Written problem: Return unchanged the lines below, from the line with "Target: green chili pepper" up to and including the final line, leaving out the pictures.

Exercise input:
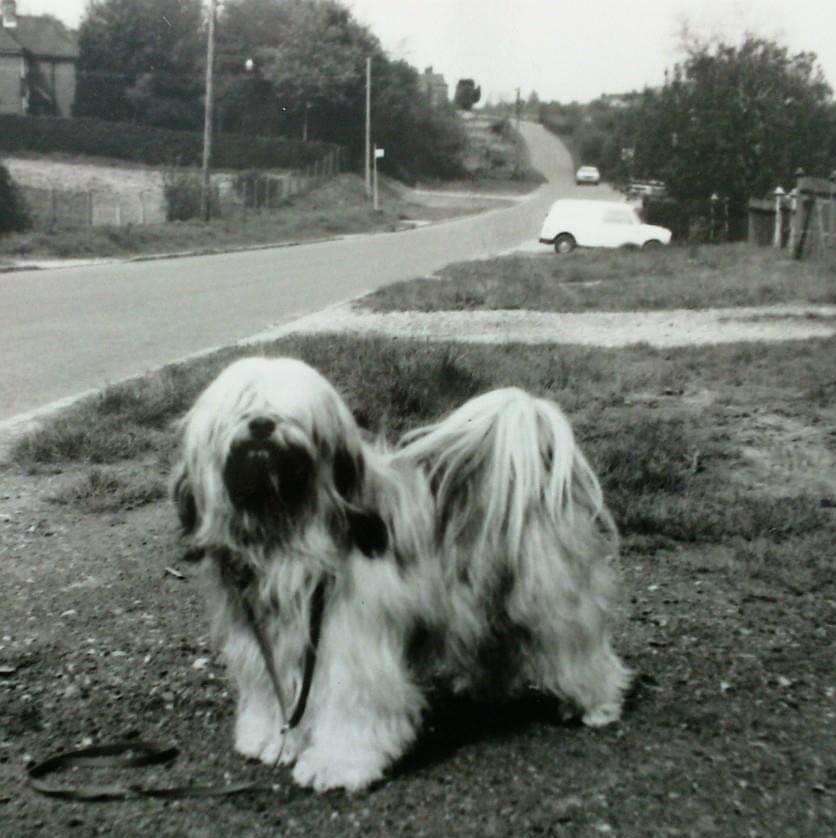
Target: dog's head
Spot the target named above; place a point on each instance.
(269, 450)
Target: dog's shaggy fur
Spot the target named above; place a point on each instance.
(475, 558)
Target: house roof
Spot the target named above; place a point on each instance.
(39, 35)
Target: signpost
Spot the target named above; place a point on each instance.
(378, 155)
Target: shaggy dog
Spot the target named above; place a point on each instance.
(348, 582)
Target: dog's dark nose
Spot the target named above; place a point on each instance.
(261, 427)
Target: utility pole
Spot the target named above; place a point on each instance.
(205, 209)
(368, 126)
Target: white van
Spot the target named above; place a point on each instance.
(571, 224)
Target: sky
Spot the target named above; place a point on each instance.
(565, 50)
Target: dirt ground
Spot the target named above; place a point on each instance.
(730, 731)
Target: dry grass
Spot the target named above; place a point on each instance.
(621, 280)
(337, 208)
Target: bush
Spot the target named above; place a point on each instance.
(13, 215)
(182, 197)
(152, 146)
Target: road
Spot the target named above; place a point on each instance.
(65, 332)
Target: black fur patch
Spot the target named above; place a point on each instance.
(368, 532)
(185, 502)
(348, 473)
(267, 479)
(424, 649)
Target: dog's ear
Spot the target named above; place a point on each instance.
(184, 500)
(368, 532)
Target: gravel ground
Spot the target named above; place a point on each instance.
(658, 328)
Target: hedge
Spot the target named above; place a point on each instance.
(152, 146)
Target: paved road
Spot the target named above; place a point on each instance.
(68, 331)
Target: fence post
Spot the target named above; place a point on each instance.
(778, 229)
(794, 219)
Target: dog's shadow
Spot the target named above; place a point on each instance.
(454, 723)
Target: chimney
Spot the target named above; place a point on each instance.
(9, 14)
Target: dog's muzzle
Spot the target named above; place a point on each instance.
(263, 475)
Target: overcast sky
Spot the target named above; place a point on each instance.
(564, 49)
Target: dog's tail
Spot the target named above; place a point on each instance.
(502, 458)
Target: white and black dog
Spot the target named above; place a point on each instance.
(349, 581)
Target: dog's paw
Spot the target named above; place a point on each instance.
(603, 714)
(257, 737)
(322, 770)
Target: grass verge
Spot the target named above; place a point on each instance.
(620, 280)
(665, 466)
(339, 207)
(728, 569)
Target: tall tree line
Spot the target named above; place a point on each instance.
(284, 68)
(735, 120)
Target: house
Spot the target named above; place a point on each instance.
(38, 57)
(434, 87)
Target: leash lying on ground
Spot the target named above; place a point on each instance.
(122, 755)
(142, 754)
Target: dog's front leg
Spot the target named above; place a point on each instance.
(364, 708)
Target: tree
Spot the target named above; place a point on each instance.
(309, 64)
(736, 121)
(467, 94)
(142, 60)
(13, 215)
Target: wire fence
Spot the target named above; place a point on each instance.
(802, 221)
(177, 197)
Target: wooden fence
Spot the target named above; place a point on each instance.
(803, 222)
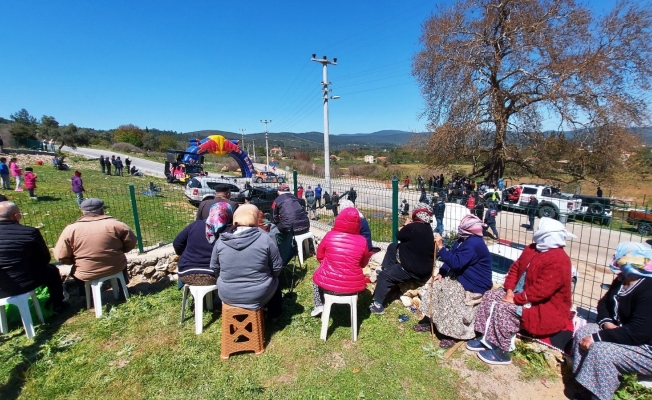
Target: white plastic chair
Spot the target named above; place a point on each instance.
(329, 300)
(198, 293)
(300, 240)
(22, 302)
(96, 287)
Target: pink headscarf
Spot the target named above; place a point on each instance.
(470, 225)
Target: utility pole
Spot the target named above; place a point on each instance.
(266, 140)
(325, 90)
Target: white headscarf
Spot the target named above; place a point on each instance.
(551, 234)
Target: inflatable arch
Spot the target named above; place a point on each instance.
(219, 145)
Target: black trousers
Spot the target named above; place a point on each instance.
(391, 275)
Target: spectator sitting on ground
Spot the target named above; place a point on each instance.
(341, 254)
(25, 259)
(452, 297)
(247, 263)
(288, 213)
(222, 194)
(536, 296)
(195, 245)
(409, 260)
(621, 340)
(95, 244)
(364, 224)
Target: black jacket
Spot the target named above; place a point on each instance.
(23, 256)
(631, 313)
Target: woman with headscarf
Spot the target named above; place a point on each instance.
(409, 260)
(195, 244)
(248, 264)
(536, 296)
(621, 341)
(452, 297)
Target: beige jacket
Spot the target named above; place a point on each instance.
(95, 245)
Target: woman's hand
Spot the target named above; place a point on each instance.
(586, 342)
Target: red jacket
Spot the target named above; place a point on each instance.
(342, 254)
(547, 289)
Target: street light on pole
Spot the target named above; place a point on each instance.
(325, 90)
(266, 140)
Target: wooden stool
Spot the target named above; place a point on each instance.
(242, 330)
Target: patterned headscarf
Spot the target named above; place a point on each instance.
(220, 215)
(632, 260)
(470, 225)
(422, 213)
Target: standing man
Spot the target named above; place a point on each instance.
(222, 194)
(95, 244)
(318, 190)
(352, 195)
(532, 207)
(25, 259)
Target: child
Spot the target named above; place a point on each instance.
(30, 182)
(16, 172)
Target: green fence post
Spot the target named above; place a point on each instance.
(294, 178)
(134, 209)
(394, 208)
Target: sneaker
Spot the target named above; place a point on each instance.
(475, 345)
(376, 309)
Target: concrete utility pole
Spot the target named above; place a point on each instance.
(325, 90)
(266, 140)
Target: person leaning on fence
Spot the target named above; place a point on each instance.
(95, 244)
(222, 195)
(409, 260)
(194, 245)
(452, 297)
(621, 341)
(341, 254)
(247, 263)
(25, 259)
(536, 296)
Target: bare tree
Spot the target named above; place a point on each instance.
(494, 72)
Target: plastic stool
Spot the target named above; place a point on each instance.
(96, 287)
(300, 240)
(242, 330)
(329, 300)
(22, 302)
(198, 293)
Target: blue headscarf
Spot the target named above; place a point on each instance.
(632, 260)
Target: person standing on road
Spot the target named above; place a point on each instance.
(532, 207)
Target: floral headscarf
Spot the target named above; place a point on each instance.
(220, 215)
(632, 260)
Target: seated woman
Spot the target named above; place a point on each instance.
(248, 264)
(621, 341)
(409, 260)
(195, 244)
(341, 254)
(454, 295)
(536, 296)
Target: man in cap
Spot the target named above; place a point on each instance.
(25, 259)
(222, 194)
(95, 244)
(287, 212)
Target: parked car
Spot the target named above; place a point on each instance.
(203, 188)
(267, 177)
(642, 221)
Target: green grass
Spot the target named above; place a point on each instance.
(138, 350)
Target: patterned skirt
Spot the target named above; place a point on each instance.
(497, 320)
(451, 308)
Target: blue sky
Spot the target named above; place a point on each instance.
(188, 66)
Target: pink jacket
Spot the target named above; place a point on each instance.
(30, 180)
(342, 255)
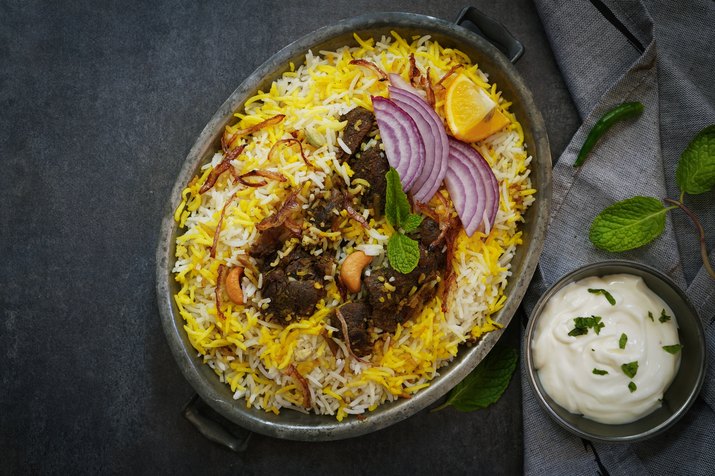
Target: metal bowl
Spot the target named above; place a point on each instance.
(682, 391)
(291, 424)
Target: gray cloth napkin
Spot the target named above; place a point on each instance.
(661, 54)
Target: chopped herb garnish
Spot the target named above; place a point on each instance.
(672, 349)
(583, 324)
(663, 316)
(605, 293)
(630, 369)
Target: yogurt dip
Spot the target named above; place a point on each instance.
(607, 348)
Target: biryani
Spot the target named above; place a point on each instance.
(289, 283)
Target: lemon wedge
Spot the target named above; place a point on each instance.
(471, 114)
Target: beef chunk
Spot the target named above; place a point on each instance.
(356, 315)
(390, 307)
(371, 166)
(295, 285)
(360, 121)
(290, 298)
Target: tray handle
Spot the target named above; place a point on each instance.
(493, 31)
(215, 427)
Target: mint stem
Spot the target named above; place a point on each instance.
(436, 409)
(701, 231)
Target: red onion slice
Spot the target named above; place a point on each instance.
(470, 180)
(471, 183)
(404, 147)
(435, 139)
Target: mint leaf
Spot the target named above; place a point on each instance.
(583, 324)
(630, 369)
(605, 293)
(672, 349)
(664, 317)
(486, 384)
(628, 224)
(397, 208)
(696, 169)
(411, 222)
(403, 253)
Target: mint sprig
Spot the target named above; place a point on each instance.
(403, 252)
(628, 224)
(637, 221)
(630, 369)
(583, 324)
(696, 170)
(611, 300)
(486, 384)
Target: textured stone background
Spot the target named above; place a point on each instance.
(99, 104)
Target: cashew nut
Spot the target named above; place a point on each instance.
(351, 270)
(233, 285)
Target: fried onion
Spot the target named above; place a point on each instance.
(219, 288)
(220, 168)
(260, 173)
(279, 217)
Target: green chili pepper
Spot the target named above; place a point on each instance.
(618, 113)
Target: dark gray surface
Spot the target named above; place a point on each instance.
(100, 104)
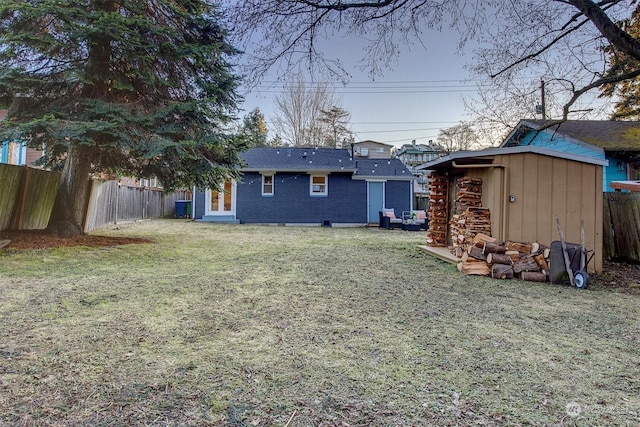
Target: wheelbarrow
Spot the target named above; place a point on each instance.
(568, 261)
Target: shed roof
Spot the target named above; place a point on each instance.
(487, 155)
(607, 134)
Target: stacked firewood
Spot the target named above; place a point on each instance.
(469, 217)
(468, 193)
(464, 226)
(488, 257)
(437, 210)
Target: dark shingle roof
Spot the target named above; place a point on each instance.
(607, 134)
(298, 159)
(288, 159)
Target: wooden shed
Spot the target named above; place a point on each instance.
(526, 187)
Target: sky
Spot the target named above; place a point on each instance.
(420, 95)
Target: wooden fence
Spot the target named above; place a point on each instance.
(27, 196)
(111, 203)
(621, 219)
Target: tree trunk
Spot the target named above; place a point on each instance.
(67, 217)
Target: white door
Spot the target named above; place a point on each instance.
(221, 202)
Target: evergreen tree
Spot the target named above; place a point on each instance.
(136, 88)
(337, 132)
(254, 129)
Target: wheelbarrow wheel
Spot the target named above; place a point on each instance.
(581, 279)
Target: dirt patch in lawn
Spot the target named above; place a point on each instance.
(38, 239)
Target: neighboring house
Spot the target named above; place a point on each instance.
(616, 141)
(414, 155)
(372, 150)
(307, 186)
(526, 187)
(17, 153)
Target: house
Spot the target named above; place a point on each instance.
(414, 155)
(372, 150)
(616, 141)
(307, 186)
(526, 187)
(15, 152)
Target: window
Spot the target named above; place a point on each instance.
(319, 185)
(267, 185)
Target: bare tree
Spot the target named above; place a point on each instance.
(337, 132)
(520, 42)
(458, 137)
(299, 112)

Correct result:
Target: green chili pepper
Spot the target named above; place a point on each instance.
(618, 113)
Target: dark gray surface
Spot the target named above; place a point on each instance.
(100, 104)
Target: wheelbarrow
Spot the target named above; place a point on each instance.
(568, 261)
Target: shed roof
Spot the target named above; place a point on each instance.
(487, 155)
(607, 134)
Target: stacked firewood
Spot the target named above; place a point on each instance.
(469, 217)
(468, 193)
(464, 226)
(488, 257)
(437, 210)
Target: dark shingle roof
Spot the target named above; place a point on each instance.
(607, 134)
(298, 159)
(288, 159)
Target: wooden shed
Spot the target named above; place a point on each instance.
(526, 187)
Target: sky
Spot the target named above; place a point on each instance.
(420, 95)
Target: wooden fence
Spot the target named above; place a point on each instance.
(27, 196)
(111, 203)
(621, 219)
Target: tree trunk
Spot the target named above; place a point on each instance.
(67, 217)
Target: white door
Spot the target named above; place a point on each instance.
(221, 202)
Target: evergreen tree
Spot the target named above; place a point on each instance.
(136, 88)
(337, 132)
(254, 129)
Target: wheelbarrow wheel
Spot the target named above; place a point on each instance.
(581, 279)
Target: dirt patch in lawn
Spot the target named above; place a point on each instance.
(38, 239)
Target: neighboring house
Spot the target named above; place a point on each instance.
(616, 141)
(414, 155)
(372, 150)
(307, 186)
(526, 187)
(17, 153)
Target: house
Spot the target named above; place a point on each instance.
(414, 155)
(372, 150)
(616, 141)
(307, 186)
(526, 187)
(15, 152)
Target: window
Spot the target named above; place a point on each instance.
(319, 185)
(267, 185)
Target: bare tree
Spot the target named above; place a point on each instance.
(337, 132)
(520, 42)
(458, 137)
(299, 112)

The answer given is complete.